**Selected extract**

☆ ☆ ☆ ☆

# At Kings' Land this week



## PamMo (Oct 25, 2011)

We stayed at the Hilton Waikoloa Resort (hotel) many, many years ago, so it's a lot of fun to come back to the resort, staying at Kings' Land this time. Our 2BR is very nice, and we love the super pool, but it doesn't really feel like we're at the beach - we could be at any golf resort. It's easy to get to great beaches, so it's not a complaint, it's just a different feel from the resorts we own that are right on the ocean. We're here on a RCI exchange, so we feel lucky we got into Kings' Land after a wonderful earlier exchange into the Grand Waikikian. We're very impressed with both Hilton resorts!

We did a quick sales presentation, since we know very little about the HGVC system, and were offered their best deal of $22,500 for an every other year (7,000 points) in Orlando. Hmmmmm....it's going for what now on eBay???? Needless to say, we declined.

If you have any questions about the resort while we're here, I'll do my best to answer them.


----------



## ocdb8r (Oct 25, 2011)

Pam, what were you offered for attending the presentation?

I agree about the resort.  The units are very nice but it's not very beach feeling.  I also was not super impressed with the "Super Pool".  It's nice and all, but they don't allow pool floats (which to me is lame given the Hilton Resort allows them), there is not a lazy river (contrary to what they say at check-in - a "river" implies some sort of flow from one direction to another, which there is not) and there was no "pool service" when we were there.  None of these things is a big deal and the pool is very nice with a couple of waterfalls and a few slides, but I feel like they WAY over hype it.  I don't think the points required to stay there are justified given the great (much larger and recently updated) units you can get at the Bay Club.  We're pretty conflicted even when both Bay Club and King's Land are available for trade in RCI.


----------



## SmithOp (Oct 25, 2011)

ocdb8r said:


> I don't think the points required to stay there are justified given the great (much larger and recently updated) units you can get at the Bay Club.  We're pretty conflicted even when both Bay Club and King's Land are available for trade in RCI.



Ssshhhhh, the Bay Club is our little secret!  I paid $17k for a KL unit pre-construction, learned from that mistake and picked up a nice BC deal on eBay.


----------



## bevans (Oct 25, 2011)

I have to agree with the posts above. My wife and I stayed at Kingsland and the Bay Club last year and except for the pool we prefer the Bay Club. The location of the Bay Club is better, the units are bigger and it takes a lot less points to stay there. I mean who stays in their room in Hawaii and we spend a lot more time at the beach than at the pool. Curt


----------



## PamMo (Oct 25, 2011)

We were given a discount card for activities as an incentive to listen to the sales presentation. It was actually quick and informative, as we told them we owned Starwood (Maui), and were solely interested in how HGVC points worked with the hotel system.

☆ ☆ ☆ ☆

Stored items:
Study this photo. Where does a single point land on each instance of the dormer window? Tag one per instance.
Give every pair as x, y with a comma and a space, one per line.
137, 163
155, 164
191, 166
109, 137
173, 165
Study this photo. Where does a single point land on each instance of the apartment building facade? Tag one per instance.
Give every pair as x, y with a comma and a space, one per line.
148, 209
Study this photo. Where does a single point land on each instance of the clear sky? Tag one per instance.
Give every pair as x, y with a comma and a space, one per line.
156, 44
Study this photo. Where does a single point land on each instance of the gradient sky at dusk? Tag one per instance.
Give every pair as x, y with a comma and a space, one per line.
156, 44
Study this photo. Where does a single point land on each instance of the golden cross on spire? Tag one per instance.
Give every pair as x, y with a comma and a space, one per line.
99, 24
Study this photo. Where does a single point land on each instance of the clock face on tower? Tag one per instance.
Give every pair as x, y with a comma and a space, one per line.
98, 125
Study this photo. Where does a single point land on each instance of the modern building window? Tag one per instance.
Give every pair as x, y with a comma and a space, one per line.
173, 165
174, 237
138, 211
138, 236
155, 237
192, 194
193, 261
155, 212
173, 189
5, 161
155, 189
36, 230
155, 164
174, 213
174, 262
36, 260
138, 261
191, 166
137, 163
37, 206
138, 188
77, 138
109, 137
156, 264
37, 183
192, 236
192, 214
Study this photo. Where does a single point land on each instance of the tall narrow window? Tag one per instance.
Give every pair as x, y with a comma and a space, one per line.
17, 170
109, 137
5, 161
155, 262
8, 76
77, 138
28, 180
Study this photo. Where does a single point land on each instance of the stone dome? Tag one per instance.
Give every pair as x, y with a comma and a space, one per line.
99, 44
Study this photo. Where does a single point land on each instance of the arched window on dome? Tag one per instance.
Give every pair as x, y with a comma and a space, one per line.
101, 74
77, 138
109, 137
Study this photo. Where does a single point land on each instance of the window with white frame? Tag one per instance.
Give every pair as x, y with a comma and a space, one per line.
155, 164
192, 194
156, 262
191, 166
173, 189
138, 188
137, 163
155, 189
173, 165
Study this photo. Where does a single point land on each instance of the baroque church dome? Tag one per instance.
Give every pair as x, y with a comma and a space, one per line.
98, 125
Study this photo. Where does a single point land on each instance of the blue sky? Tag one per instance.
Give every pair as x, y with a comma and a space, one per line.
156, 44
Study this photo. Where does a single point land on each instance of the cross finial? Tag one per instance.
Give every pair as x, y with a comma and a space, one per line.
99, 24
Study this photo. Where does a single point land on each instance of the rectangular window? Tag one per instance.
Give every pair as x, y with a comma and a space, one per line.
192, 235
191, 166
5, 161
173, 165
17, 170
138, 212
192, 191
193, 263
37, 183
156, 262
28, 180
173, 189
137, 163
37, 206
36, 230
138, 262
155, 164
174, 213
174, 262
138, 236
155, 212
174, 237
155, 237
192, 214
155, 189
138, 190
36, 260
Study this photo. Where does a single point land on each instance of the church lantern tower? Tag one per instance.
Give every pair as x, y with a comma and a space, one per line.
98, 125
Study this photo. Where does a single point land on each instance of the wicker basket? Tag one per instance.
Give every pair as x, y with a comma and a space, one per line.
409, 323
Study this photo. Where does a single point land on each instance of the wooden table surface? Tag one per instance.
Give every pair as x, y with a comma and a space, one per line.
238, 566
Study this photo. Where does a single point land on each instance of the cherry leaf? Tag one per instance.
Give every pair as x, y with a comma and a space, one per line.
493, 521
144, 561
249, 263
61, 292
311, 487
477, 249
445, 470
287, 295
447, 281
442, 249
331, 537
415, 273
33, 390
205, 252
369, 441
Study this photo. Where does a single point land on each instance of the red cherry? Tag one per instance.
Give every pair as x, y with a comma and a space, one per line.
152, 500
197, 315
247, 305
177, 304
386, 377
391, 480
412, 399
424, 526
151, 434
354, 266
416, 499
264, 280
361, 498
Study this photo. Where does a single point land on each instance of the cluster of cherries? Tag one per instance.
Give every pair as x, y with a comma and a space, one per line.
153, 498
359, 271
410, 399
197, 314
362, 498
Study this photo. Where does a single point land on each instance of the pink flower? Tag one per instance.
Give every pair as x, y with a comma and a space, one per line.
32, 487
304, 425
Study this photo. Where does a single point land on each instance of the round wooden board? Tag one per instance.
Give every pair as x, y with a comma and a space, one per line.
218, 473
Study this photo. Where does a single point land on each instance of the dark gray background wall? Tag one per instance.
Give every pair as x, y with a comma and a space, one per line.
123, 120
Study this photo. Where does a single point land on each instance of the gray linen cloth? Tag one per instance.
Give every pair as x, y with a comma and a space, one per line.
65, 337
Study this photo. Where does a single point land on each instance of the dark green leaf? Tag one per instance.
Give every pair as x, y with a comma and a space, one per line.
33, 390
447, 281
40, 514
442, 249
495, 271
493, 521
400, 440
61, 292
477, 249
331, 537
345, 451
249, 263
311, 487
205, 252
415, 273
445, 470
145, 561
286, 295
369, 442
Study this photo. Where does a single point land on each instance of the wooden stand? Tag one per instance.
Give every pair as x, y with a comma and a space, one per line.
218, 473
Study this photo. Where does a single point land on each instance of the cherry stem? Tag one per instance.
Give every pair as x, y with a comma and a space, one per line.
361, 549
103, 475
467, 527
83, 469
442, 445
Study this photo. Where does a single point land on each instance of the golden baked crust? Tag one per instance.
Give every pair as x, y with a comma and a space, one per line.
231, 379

☆ ☆ ☆ ☆

**Aim A**
According to the Kings' Land thread, what did PamMo get as an incentive for sitting through the sales presentation?
**Aim B**
Show each line of the entries that contains the word "dark", matching case exactly.

**Full answer A**
A discount card for activities.

**Full answer B**
Study this photo. Where does a single point land on each instance of the dark gray background wall? Tag one per instance.
Study this photo. Where does a single point land on each instance of the dark green leaf? Tag one per instance.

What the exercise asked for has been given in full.